───── Data entries

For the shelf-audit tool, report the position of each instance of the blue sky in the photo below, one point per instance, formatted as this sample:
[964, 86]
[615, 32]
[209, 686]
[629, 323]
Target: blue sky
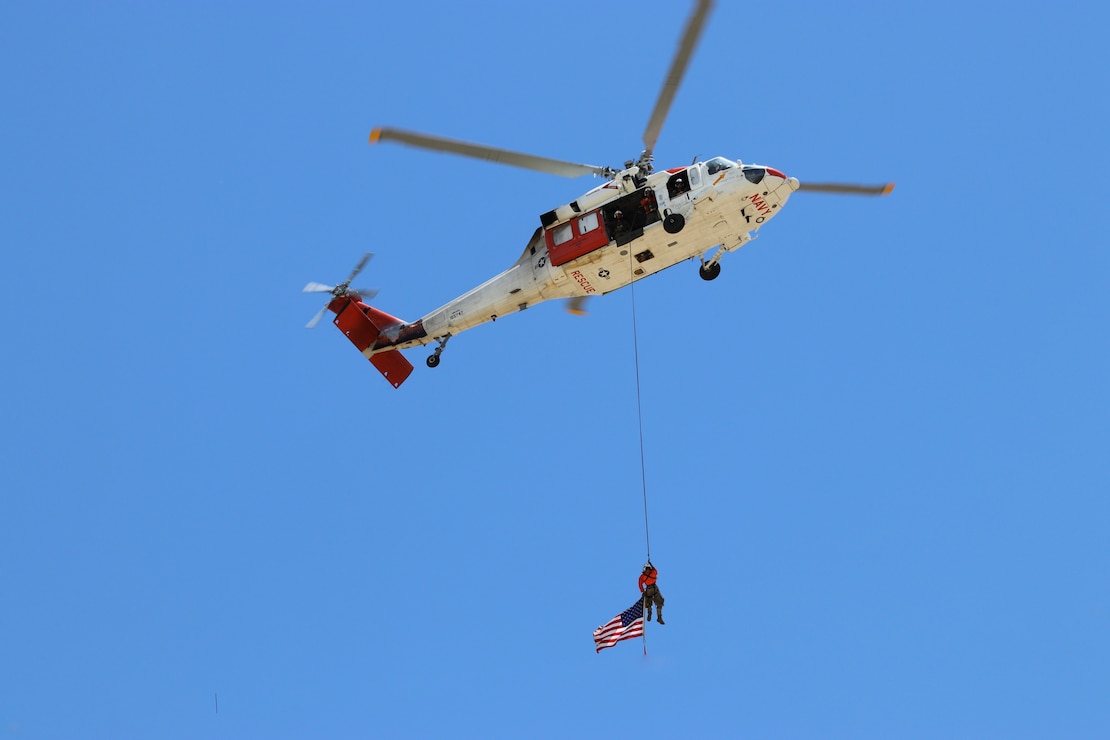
[876, 446]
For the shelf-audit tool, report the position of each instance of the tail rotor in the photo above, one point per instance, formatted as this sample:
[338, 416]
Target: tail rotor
[341, 291]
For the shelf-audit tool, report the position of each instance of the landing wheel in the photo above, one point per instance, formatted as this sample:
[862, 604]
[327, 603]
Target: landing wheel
[709, 271]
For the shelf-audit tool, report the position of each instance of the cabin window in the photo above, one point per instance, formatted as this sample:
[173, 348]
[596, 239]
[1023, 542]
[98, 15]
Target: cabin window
[717, 164]
[755, 175]
[562, 234]
[679, 183]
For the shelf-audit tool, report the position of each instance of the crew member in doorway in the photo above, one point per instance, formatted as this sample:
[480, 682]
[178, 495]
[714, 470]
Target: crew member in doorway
[651, 591]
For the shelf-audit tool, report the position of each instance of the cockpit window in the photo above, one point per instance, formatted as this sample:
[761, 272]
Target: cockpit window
[718, 164]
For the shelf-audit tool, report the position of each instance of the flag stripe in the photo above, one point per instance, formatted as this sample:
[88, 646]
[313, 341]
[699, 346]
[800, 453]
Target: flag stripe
[625, 626]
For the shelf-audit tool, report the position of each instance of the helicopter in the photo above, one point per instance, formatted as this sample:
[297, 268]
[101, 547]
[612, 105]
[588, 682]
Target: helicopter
[638, 222]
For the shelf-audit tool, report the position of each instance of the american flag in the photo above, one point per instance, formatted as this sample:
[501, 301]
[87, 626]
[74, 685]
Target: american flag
[625, 626]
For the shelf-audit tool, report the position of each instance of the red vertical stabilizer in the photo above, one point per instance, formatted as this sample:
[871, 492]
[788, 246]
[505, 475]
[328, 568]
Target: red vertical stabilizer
[362, 324]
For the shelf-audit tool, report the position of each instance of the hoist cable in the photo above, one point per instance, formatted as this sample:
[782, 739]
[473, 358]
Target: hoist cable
[639, 416]
[639, 419]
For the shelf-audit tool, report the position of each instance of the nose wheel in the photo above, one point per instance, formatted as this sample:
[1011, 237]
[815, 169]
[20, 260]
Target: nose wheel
[433, 360]
[709, 271]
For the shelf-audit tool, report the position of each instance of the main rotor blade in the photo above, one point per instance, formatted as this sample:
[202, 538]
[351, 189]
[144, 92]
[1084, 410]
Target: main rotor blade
[847, 189]
[690, 36]
[487, 153]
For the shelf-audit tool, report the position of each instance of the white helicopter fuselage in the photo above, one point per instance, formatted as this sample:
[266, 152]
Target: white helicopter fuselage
[713, 206]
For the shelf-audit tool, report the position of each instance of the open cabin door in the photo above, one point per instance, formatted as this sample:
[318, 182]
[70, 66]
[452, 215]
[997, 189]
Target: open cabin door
[618, 221]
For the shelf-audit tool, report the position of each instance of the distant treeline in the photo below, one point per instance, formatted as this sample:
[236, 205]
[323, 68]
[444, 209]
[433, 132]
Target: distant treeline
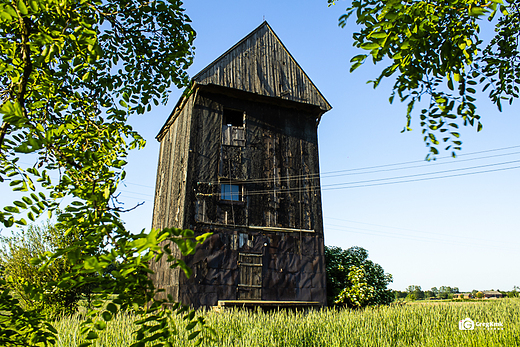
[415, 292]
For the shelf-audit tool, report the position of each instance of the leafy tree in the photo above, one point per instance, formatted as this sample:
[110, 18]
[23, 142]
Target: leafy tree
[436, 53]
[72, 73]
[355, 281]
[414, 292]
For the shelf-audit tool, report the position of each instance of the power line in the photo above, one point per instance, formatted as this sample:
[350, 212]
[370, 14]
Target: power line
[413, 238]
[405, 229]
[384, 181]
[346, 172]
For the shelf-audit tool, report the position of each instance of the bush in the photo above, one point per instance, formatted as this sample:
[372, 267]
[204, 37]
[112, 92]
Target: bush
[353, 280]
[22, 277]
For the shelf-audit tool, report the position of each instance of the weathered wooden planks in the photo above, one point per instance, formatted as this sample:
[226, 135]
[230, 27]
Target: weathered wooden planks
[261, 64]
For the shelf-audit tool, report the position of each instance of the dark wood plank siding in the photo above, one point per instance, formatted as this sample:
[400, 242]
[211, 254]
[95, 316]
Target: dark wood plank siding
[267, 241]
[266, 68]
[277, 168]
[170, 191]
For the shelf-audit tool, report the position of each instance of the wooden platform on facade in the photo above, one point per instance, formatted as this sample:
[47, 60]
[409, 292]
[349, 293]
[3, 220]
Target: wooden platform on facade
[267, 304]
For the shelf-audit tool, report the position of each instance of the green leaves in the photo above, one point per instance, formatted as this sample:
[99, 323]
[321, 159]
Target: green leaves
[65, 110]
[434, 44]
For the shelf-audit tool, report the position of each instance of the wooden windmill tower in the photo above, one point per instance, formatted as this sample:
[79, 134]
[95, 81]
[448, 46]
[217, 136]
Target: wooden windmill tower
[239, 158]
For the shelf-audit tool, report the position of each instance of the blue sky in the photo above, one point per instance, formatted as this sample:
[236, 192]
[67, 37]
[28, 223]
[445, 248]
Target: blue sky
[462, 231]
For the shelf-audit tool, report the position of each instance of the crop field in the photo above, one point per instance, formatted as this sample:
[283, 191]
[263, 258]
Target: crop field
[495, 323]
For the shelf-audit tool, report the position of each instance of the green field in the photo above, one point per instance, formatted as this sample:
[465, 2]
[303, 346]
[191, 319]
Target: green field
[427, 324]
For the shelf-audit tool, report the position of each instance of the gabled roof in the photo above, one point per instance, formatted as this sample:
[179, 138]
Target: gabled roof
[261, 64]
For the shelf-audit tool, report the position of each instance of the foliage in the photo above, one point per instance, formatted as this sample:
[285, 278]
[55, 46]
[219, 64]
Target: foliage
[419, 324]
[15, 256]
[353, 280]
[515, 293]
[414, 292]
[72, 72]
[435, 50]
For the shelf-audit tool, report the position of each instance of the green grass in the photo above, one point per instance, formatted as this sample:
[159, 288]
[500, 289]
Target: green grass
[428, 324]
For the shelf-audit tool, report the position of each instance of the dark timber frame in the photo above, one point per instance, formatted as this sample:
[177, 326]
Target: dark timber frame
[254, 185]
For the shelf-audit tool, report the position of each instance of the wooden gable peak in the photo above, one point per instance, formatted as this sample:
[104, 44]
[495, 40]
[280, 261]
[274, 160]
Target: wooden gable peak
[261, 64]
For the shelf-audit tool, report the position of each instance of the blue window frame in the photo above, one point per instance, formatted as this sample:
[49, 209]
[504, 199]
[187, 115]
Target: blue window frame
[230, 192]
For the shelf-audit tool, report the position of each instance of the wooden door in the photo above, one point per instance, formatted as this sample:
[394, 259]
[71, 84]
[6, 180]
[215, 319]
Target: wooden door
[250, 276]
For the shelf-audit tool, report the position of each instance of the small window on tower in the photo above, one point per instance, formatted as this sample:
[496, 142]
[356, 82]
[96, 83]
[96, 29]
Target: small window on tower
[233, 130]
[230, 192]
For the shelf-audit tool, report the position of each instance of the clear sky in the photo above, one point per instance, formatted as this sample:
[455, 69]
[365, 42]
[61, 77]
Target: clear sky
[459, 231]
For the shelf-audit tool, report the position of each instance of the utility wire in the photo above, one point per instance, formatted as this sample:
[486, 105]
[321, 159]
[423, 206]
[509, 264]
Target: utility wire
[355, 171]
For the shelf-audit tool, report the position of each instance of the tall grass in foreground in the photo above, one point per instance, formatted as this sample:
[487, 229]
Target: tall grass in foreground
[411, 325]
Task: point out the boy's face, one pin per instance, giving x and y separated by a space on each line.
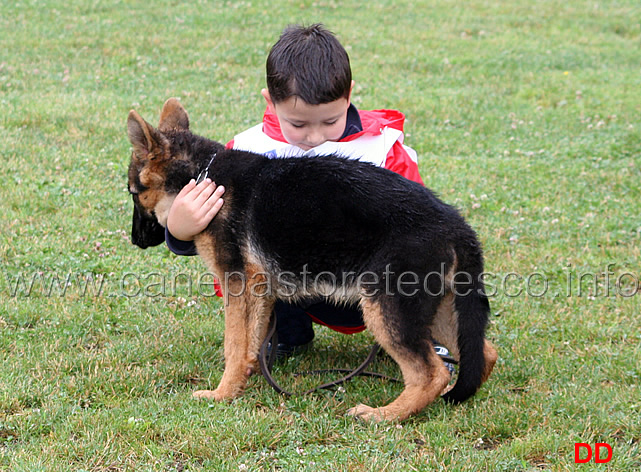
307 126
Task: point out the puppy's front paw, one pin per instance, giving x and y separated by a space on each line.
367 413
215 395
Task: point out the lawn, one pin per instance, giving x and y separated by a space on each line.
525 115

──────────

• Task description: Quote every record above exactly, leaving out any pictures.

• Solution to the exercise:
For the shelf-audit tool, report the position of each instance of the blue sky in the photo below, one point per instance, formatted as this sample:
[964, 86]
[615, 32]
[209, 686]
[629, 323]
Target: blue sky
[876, 446]
For the shelf-audit tool, report the position of each instance of the tail rotor in the photo above, one point per instance, formatted as this sample:
[338, 416]
Target: tail rotor
[341, 291]
For the shelf-audit tool, report the position of each instance of the landing wheel in the photo above, one point per instance, formatted as this sample:
[862, 604]
[327, 603]
Target: landing wheel
[709, 271]
For the shelf-audit tool, report the position of each instance of the cabin window in the photo above, one point per instance, formatted as this sample:
[173, 348]
[596, 239]
[1023, 542]
[98, 15]
Target: cabin window
[717, 164]
[755, 175]
[562, 234]
[679, 183]
For the shelf-audit tool, report the position of each instance of the crew member in doorway in the photo above, one point per instance, formatted as this sample:
[480, 682]
[178, 495]
[714, 470]
Target: crew member in doorway
[651, 591]
For the shelf-audit tool, report the position of each instance of the cockpit window in the photo above, one point per instance, formatted as this sample:
[761, 272]
Target: cockpit window
[718, 164]
For the shelf-audit tool, report the position of each instance of the flag stripe in the photo above, one point per instance, formatted as this sample:
[88, 646]
[313, 341]
[699, 346]
[800, 453]
Target: flag stripe
[625, 626]
For the shelf-audit tool, report the position of each instance of the helicopter in the photo above, one point per instance, formatted as this sample:
[297, 268]
[101, 547]
[612, 105]
[588, 682]
Target: helicopter
[638, 222]
For the shelf-audit tool, report the position of each instance of the american flag in the photo above, one point per instance, formatted as this sample:
[501, 301]
[87, 626]
[74, 685]
Target: american flag
[625, 626]
For the shelf-audit tool, report the position of each instance of the red vertical stabilizer in the photo above, one point per instance, formatted as this sample:
[871, 492]
[788, 246]
[505, 475]
[328, 568]
Target: red vertical stabilizer
[362, 324]
For the shelf-audit tool, report the position of each instance of the hoist cable in the photo above, one point per instance, formatted as this sample:
[782, 739]
[473, 358]
Target: hoist cable
[639, 416]
[639, 419]
For the shelf-audit tool, report the position of each instance of the nose wheel in the photo above, one point per instance, formatted as this sample:
[1011, 237]
[815, 169]
[20, 260]
Target: nose wheel
[433, 360]
[709, 271]
For the shelf-audit tool, report the position of each instance of the main rotor blade in the photo above, one point per instance, formatted as this sample:
[202, 538]
[351, 189]
[144, 92]
[1084, 410]
Target: main rotor blade
[847, 189]
[690, 36]
[487, 153]
For the shelf-audit tool, report the position of each instance of the white helicopter fuselage in the photo above, one point per instance, formatted as this sample:
[266, 152]
Target: white helicopter fuselage
[713, 206]
For the shelf-audit tool, report the position of each instance of the open cabin door in the photo above, one point per instance, formatted as this sample:
[318, 182]
[70, 66]
[452, 215]
[997, 189]
Target: open cabin door
[618, 221]
For the shelf-audit tool, report the position of each instance of the distant treeline in the photo below, one point per instance, formatted as this sample:
[236, 205]
[323, 68]
[444, 209]
[433, 132]
Target: distant treeline
[415, 292]
For the shelf-audit tool, report the position of each instance of the leafy tree in the photo above, one point per instance, formatted as this sample:
[110, 18]
[23, 142]
Target: leafy tree
[436, 53]
[72, 73]
[355, 281]
[414, 292]
For the shelf-audit tool, report the position of each instance of the power line in the photo above, one point per instance, formatted as this sample:
[350, 212]
[370, 14]
Target: power line
[413, 238]
[405, 229]
[384, 181]
[346, 172]
For the shelf-audit tool, report the position of each instance of the bush in the photo above, one point per instance, formatted as this sample:
[372, 267]
[204, 37]
[112, 92]
Target: bush
[353, 280]
[22, 277]
For the shelf-audit tool, report the position of each instance of the weathered wooden planks in the photo above, one point per instance, formatted as this sample:
[226, 135]
[230, 27]
Target: weathered wooden planks
[261, 64]
For the shelf-audit tool, report the position of each instance of the dark wood plank siding in the photo above, one point per instance, formatted as this sample:
[400, 242]
[211, 254]
[95, 316]
Target: dark wood plank siding
[267, 241]
[266, 68]
[277, 168]
[170, 191]
For the shelf-audit tool, report the position of each instance of the wooden platform on facade in the photo above, one point per instance, formatted as this sample:
[47, 60]
[409, 292]
[349, 293]
[3, 220]
Target: wooden platform on facade
[267, 304]
For the shelf-audit tool, report the position of each instance of the green leaves in the photo above, one point per instance, formatted as this sample:
[99, 323]
[321, 159]
Target: green leaves
[65, 110]
[434, 44]
For the shelf-audit tool, report the position of each instance of the wooden windmill tower in the photo above, one point per instance, formatted as this sample:
[79, 134]
[95, 81]
[448, 46]
[217, 136]
Target: wooden windmill tower
[239, 158]
For the shelf-audit tool, report the position of each instance of the blue sky in the photo above, one point per instance, formatted as this sample:
[236, 192]
[67, 37]
[28, 223]
[445, 248]
Target: blue sky
[462, 231]
For the shelf-audit tool, report the position of each instance of the crop field in the photo above, one point per instance, formatted as this sample:
[283, 191]
[263, 258]
Target: crop field
[495, 323]
For the shelf-audit tool, report the position of each instance of the green field in the photo above, one point per instance, formatted as this sample:
[465, 2]
[303, 346]
[191, 319]
Target: green field
[427, 324]
For the shelf-audit tool, report the position of each instance of the gabled roof in the photo above, one point per instance, formatted as this sample:
[179, 138]
Target: gabled roof
[261, 64]
For the shelf-audit tool, report the position of each instance of the foliage in the photo above, one point per instance, formatted as this sample:
[285, 278]
[55, 46]
[219, 64]
Target: foliage
[419, 324]
[15, 256]
[353, 280]
[515, 293]
[414, 292]
[72, 72]
[435, 50]
For the shelf-audit tool, report the position of each instance of the green grass in the photo above, one point per instance, formatted as this sample:
[159, 288]
[500, 289]
Target: green grass
[428, 324]
For the shelf-audit tool, report the position of each instance of the dark timber frame in the photo above, one point per instance, formatted as this sample:
[177, 326]
Target: dark timber frame
[254, 185]
For the shelf-audit tool, report the position of each instance of the wooden gable peak in the photo above, one point per instance, formatted as this sample:
[104, 44]
[495, 40]
[280, 261]
[274, 160]
Target: wooden gable peak
[261, 64]
For the shelf-audit tool, report the position of each instance of the blue window frame in the photo above, one point per instance, formatted as this sample:
[49, 209]
[504, 199]
[187, 115]
Target: blue window frame
[230, 192]
For the shelf-audit tool, report the position of each instance of the wooden door in the photo above, one point per instance, formatted as this sample:
[394, 259]
[71, 84]
[6, 180]
[215, 319]
Target: wooden door
[250, 276]
For the shelf-audit tool, report the position of each instance of the small window on tower in the photo above, one point per instance, formatted as this sample:
[496, 142]
[356, 82]
[96, 83]
[96, 29]
Target: small window on tower
[233, 130]
[230, 192]
For the shelf-audit tool, report the position of each instance of the clear sky in the photo above, one point per instance, formatted as this sample:
[455, 69]
[365, 42]
[61, 77]
Target: clear sky
[459, 231]
For the shelf-audit tool, report the position of each instance of the utility wire in the photo above, one point per instance, formatted as this sample:
[486, 105]
[321, 159]
[423, 206]
[509, 264]
Target: utility wire
[355, 171]
For the shelf-audit tool, report the position of each instance of the tall grass in foreground in the photo above, one point per instance, formatted as this sample:
[487, 229]
Target: tall grass in foreground
[411, 325]
Task: point out the boy's face, one pin per instance, giving x and y separated by a space on each line.
307 126
Task: point out the puppy's front paw, one pin per instance, giving x and y separated by a space on each line.
367 413
215 395
Task: point out the lawn, one pin per instance, giving x and y separated by a space on each line.
525 115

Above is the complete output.